▶ _DIRECTIONS FOR THIS TASK_
Copy everything from the start of the records down to the line containing "147,183,152,193". Shift each answer's bounding-box coordinates up by 84 and leave all other numbers unchanged.
++++ MATERIAL FOR THIS EXERCISE ++++
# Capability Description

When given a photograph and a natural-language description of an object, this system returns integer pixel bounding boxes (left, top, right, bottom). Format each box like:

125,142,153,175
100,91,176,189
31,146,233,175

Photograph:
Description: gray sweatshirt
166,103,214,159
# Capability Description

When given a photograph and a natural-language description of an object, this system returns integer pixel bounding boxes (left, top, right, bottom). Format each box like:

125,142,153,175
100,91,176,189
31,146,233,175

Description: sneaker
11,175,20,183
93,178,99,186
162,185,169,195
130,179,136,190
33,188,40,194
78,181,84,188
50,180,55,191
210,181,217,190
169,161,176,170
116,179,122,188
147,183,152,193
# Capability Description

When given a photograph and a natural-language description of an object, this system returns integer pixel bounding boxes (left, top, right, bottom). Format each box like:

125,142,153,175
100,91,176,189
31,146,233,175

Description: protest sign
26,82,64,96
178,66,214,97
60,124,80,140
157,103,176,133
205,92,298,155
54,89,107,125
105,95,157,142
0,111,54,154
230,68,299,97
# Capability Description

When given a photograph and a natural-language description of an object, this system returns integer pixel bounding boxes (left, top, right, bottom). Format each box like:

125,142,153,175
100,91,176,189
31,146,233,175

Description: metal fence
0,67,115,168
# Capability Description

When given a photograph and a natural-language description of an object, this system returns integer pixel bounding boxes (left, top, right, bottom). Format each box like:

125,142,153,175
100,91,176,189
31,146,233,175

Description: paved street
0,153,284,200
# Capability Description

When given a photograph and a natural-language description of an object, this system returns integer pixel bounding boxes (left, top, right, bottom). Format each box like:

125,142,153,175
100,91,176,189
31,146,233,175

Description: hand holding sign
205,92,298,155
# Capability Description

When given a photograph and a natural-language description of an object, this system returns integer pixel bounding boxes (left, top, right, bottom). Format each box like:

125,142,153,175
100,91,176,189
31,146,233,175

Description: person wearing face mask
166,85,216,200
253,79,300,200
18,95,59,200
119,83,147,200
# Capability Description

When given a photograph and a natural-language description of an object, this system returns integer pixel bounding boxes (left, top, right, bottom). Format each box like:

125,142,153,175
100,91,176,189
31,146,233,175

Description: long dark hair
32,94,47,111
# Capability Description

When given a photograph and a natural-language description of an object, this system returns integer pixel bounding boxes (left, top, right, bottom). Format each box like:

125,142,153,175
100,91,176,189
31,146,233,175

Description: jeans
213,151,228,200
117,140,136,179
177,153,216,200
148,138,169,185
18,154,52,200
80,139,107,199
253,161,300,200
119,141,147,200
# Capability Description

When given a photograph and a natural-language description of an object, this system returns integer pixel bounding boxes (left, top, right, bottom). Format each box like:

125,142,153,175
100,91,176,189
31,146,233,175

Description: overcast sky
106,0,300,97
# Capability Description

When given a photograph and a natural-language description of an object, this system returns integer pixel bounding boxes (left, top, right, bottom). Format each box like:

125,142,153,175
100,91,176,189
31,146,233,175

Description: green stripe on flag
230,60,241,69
++++
▶ _THE COMPLETED TASK_
# Capability Description

When given a photograph and a natural-language description of an object, this system returns integer pixel bounding boxes (left, top, right, bottom). Format each box like:

125,142,153,175
100,91,176,189
31,146,233,175

Photograph:
Description: gray sweatshirt
250,187,298,243
# Capability Description

When given a photograph and a natural-language description of an object, this system returns integer pixel bounding boxes (left, top, right, bottom). Format each box like:

125,142,153,175
100,91,176,189
31,146,233,175

Description: sneaker
95,259,104,267
177,262,183,270
246,269,253,279
214,263,220,274
117,272,124,278
162,265,168,272
134,264,139,275
294,265,301,274
253,245,260,254
200,263,206,272
231,267,236,277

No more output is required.